Set of tasks:
1. Who sent the message on the pgsql-hackers mailing list?
2. Duplicate everything in the entries from the line containing "task: segment every instance of the step" down to the line containing "target: step", including both of those lines.

Re: Proposal to use JSON for Postgres Parser format - Mailing list pgsql-hackers

From Alexander Korotkov
Subject Re: Proposal to use JSON for Postgres Parser format
Date
Msg-id CAPpHfdvxPJNudAqdnoZDL21simo-NNbi+pRn6a0SUa+G2Mg+KQ@mail.gmail.com
Whole thread Raw
In response to Re: Proposal to use JSON for Postgres Parser format  (Alexander Korotkov <aekorotkov@gmail.com>)
List pgsql-hackers
On Tue, Sep 20, 2022 at 1:00 PM Alexander Korotkov <aekorotkov@gmail.com> wrote:
> On Tue, Sep 20, 2022 at 7:48 AM Tom Lane <tgl@sss.pgh.pa.us> wrote:
> > Peter Geoghegan <pg@bowt.ie> writes:
> > > On Mon, Sep 19, 2022 at 8:39 PM Tom Lane <tgl@sss.pgh.pa.us> wrote:
> > >> Our existing format is certainly not great on those metrics, but
> > >> I do not see how "let's use JSON!" is a route to improvement.
> >
> > > The existing format was designed with developer convenience as a goal,
> > > though -- despite my complaints, and in spite of your objections.
> >
> > As Munro adduces nearby, it'd be a stretch to conclude that the current
> > format was designed with any Postgres-related goals in mind at all.
> > I think he's right that it's a variant of some Lisp-y dump format that's
> > probably far hoarier than even Berkeley Postgres.

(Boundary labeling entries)
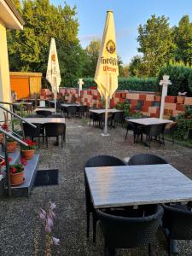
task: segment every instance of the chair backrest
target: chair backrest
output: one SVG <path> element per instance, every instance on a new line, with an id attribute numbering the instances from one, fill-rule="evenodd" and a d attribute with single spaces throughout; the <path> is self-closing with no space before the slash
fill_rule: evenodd
<path id="1" fill-rule="evenodd" d="M 44 116 L 42 114 L 29 114 L 29 115 L 27 115 L 26 118 L 39 118 L 39 119 L 41 119 L 41 118 L 44 118 Z"/>
<path id="2" fill-rule="evenodd" d="M 120 159 L 111 155 L 96 155 L 89 159 L 84 167 L 126 166 Z"/>
<path id="3" fill-rule="evenodd" d="M 170 237 L 176 240 L 192 239 L 192 212 L 172 206 L 163 206 L 163 225 L 168 228 Z"/>
<path id="4" fill-rule="evenodd" d="M 76 113 L 78 111 L 77 106 L 67 106 L 67 108 L 68 113 Z"/>
<path id="5" fill-rule="evenodd" d="M 125 119 L 125 112 L 115 112 L 113 113 L 113 120 L 122 122 Z"/>
<path id="6" fill-rule="evenodd" d="M 45 123 L 45 134 L 48 137 L 56 137 L 65 132 L 66 124 L 63 123 Z"/>
<path id="7" fill-rule="evenodd" d="M 160 136 L 165 130 L 165 124 L 148 125 L 145 127 L 147 134 L 150 137 Z"/>
<path id="8" fill-rule="evenodd" d="M 33 123 L 36 125 L 36 128 L 32 127 L 26 123 L 23 123 L 23 131 L 25 137 L 39 137 L 41 131 L 42 124 Z"/>
<path id="9" fill-rule="evenodd" d="M 164 132 L 167 133 L 167 132 L 174 130 L 176 128 L 177 125 L 177 122 L 172 122 L 172 123 L 166 124 L 166 126 L 165 126 Z"/>
<path id="10" fill-rule="evenodd" d="M 44 117 L 47 117 L 47 116 L 52 114 L 51 111 L 43 110 L 43 109 L 42 110 L 37 110 L 36 113 L 37 113 L 37 114 L 44 115 Z"/>
<path id="11" fill-rule="evenodd" d="M 85 112 L 87 112 L 87 106 L 79 106 L 79 111 L 80 113 L 85 113 Z"/>
<path id="12" fill-rule="evenodd" d="M 54 113 L 54 114 L 50 114 L 47 116 L 48 118 L 63 118 L 63 116 L 61 114 L 58 114 L 58 113 Z"/>
<path id="13" fill-rule="evenodd" d="M 163 208 L 152 205 L 151 215 L 128 218 L 96 210 L 107 247 L 131 248 L 148 245 L 155 238 Z"/>
<path id="14" fill-rule="evenodd" d="M 163 165 L 167 162 L 161 157 L 151 154 L 135 154 L 128 161 L 129 166 Z"/>

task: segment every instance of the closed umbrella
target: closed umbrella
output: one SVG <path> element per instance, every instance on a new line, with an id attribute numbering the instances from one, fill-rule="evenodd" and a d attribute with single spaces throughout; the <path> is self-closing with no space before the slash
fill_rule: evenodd
<path id="1" fill-rule="evenodd" d="M 55 38 L 51 38 L 48 60 L 46 79 L 50 83 L 55 96 L 55 112 L 56 113 L 56 95 L 61 84 L 60 67 Z"/>
<path id="2" fill-rule="evenodd" d="M 108 100 L 118 88 L 118 59 L 113 11 L 107 12 L 105 28 L 97 61 L 95 81 L 102 97 L 105 98 L 104 134 L 108 136 Z"/>

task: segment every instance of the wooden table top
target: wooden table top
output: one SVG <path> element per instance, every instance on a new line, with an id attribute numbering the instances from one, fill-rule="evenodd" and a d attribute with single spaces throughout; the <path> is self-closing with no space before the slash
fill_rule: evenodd
<path id="1" fill-rule="evenodd" d="M 157 119 L 157 118 L 132 119 L 126 119 L 126 121 L 143 125 L 153 125 L 172 123 L 172 120 Z"/>
<path id="2" fill-rule="evenodd" d="M 105 109 L 90 109 L 90 112 L 93 112 L 96 113 L 105 113 Z M 108 113 L 115 113 L 115 112 L 123 112 L 123 110 L 119 110 L 119 109 L 115 109 L 115 108 L 108 108 Z"/>
<path id="3" fill-rule="evenodd" d="M 42 107 L 42 108 L 35 108 L 34 111 L 36 112 L 36 111 L 38 111 L 38 110 L 50 111 L 52 113 L 55 112 L 55 108 L 44 108 L 44 107 Z"/>
<path id="4" fill-rule="evenodd" d="M 61 123 L 65 124 L 65 118 L 26 118 L 25 120 L 30 123 Z"/>
<path id="5" fill-rule="evenodd" d="M 14 102 L 13 105 L 15 105 L 15 106 L 20 106 L 20 105 L 32 106 L 32 102 Z"/>
<path id="6" fill-rule="evenodd" d="M 96 208 L 192 201 L 192 180 L 170 165 L 85 168 Z"/>
<path id="7" fill-rule="evenodd" d="M 70 107 L 70 106 L 74 106 L 74 107 L 80 107 L 81 105 L 80 104 L 77 104 L 77 103 L 72 103 L 72 104 L 67 104 L 67 103 L 62 103 L 61 104 L 61 107 Z"/>

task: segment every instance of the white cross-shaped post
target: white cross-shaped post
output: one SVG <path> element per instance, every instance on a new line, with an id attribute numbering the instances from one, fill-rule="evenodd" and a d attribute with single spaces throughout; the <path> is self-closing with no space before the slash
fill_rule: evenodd
<path id="1" fill-rule="evenodd" d="M 160 81 L 160 85 L 162 85 L 160 119 L 163 119 L 163 116 L 164 116 L 165 98 L 167 96 L 168 85 L 170 85 L 170 84 L 172 84 L 172 82 L 169 80 L 169 76 L 164 75 L 163 80 Z"/>
<path id="2" fill-rule="evenodd" d="M 79 96 L 81 96 L 81 90 L 82 90 L 82 85 L 84 84 L 83 79 L 79 79 L 78 84 L 79 84 Z"/>

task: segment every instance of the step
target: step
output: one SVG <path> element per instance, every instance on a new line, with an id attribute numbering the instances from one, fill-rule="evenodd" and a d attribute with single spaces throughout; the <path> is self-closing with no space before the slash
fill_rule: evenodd
<path id="1" fill-rule="evenodd" d="M 4 157 L 4 152 L 0 152 L 0 155 Z M 10 165 L 14 165 L 20 160 L 20 152 L 15 151 L 14 153 L 9 153 L 9 157 L 11 158 Z"/>
<path id="2" fill-rule="evenodd" d="M 32 191 L 38 165 L 39 154 L 35 154 L 32 160 L 27 160 L 27 165 L 25 166 L 25 182 L 19 186 L 12 186 L 12 196 L 29 196 Z"/>

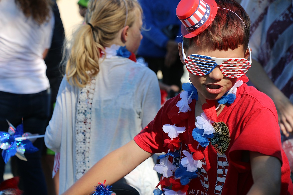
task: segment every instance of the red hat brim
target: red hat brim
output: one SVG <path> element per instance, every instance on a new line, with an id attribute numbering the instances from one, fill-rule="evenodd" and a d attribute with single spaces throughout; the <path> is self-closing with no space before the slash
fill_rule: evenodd
<path id="1" fill-rule="evenodd" d="M 181 33 L 185 38 L 192 38 L 197 36 L 207 29 L 214 21 L 218 12 L 218 6 L 214 0 L 204 0 L 211 8 L 210 14 L 208 19 L 205 24 L 195 30 L 191 32 L 187 31 L 183 24 L 181 25 Z"/>

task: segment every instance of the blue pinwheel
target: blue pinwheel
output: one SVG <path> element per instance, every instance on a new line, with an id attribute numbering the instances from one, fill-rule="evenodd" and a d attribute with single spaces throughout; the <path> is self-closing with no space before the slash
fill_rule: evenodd
<path id="1" fill-rule="evenodd" d="M 25 137 L 28 134 L 23 133 L 22 124 L 15 128 L 8 121 L 7 122 L 9 125 L 8 133 L 0 131 L 0 149 L 3 150 L 2 158 L 5 163 L 10 157 L 14 156 L 26 161 L 25 152 L 30 153 L 35 152 L 39 149 Z"/>

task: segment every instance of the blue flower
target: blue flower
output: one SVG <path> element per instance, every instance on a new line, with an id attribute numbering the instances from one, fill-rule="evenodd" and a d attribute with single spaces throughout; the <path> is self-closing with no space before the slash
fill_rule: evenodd
<path id="1" fill-rule="evenodd" d="M 93 195 L 111 195 L 113 193 L 111 186 L 105 186 L 103 184 L 99 183 L 99 185 L 95 187 L 96 191 Z"/>
<path id="2" fill-rule="evenodd" d="M 203 130 L 195 128 L 192 131 L 192 137 L 193 139 L 199 143 L 202 147 L 205 148 L 209 145 L 209 143 L 207 138 L 210 137 L 211 135 L 212 136 L 212 137 L 214 136 L 214 134 L 212 134 L 211 135 L 205 134 L 203 136 L 202 136 L 203 134 Z"/>
<path id="3" fill-rule="evenodd" d="M 218 100 L 218 103 L 221 104 L 224 104 L 226 103 L 231 104 L 234 102 L 236 99 L 236 96 L 234 94 L 230 94 L 228 95 L 224 95 L 223 97 Z"/>
<path id="4" fill-rule="evenodd" d="M 189 183 L 190 180 L 197 177 L 197 171 L 195 172 L 187 171 L 186 168 L 183 167 L 181 164 L 179 168 L 175 171 L 174 175 L 176 178 L 180 178 L 180 183 L 183 186 L 187 185 Z"/>
<path id="5" fill-rule="evenodd" d="M 169 153 L 167 153 L 166 154 L 162 154 L 162 155 L 160 155 L 157 158 L 157 159 L 158 160 L 160 160 L 161 158 L 163 158 L 165 157 L 167 157 L 168 156 L 171 156 L 173 158 L 176 158 L 176 157 L 178 157 L 179 156 L 178 153 L 176 153 L 175 152 L 170 152 Z"/>
<path id="6" fill-rule="evenodd" d="M 131 53 L 127 50 L 126 46 L 121 46 L 117 50 L 117 55 L 128 58 L 131 55 Z"/>
<path id="7" fill-rule="evenodd" d="M 188 92 L 188 96 L 191 94 L 192 92 L 193 92 L 193 94 L 191 96 L 191 99 L 195 99 L 197 101 L 198 99 L 198 95 L 197 94 L 197 90 L 194 87 L 192 84 L 189 83 L 185 83 L 182 84 L 182 89 L 185 92 Z"/>
<path id="8" fill-rule="evenodd" d="M 153 192 L 154 195 L 161 195 L 163 193 L 163 192 L 160 190 L 159 189 L 157 188 L 154 190 Z"/>

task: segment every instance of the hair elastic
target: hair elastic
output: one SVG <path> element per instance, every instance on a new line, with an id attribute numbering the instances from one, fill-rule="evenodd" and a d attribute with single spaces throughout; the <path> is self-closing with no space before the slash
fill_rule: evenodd
<path id="1" fill-rule="evenodd" d="M 95 36 L 95 33 L 94 33 L 94 31 L 95 31 L 95 28 L 93 26 L 93 25 L 92 25 L 90 23 L 87 23 L 88 25 L 89 25 L 91 27 L 91 28 L 92 29 L 92 31 L 93 32 L 93 40 L 94 40 L 95 42 L 96 42 L 96 36 Z M 98 28 L 99 29 L 100 29 L 99 28 Z"/>
<path id="2" fill-rule="evenodd" d="M 95 29 L 93 27 L 93 25 L 91 25 L 91 24 L 89 23 L 88 23 L 88 24 L 91 27 L 91 28 L 92 29 L 92 30 L 93 31 L 93 32 L 95 30 Z"/>

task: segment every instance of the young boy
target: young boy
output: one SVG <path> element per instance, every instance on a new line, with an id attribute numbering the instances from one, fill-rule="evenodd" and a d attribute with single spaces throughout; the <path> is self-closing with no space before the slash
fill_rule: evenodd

Answers for the tasks:
1. Alexander Korotkov

2.
task: segment every instance of the step
target: step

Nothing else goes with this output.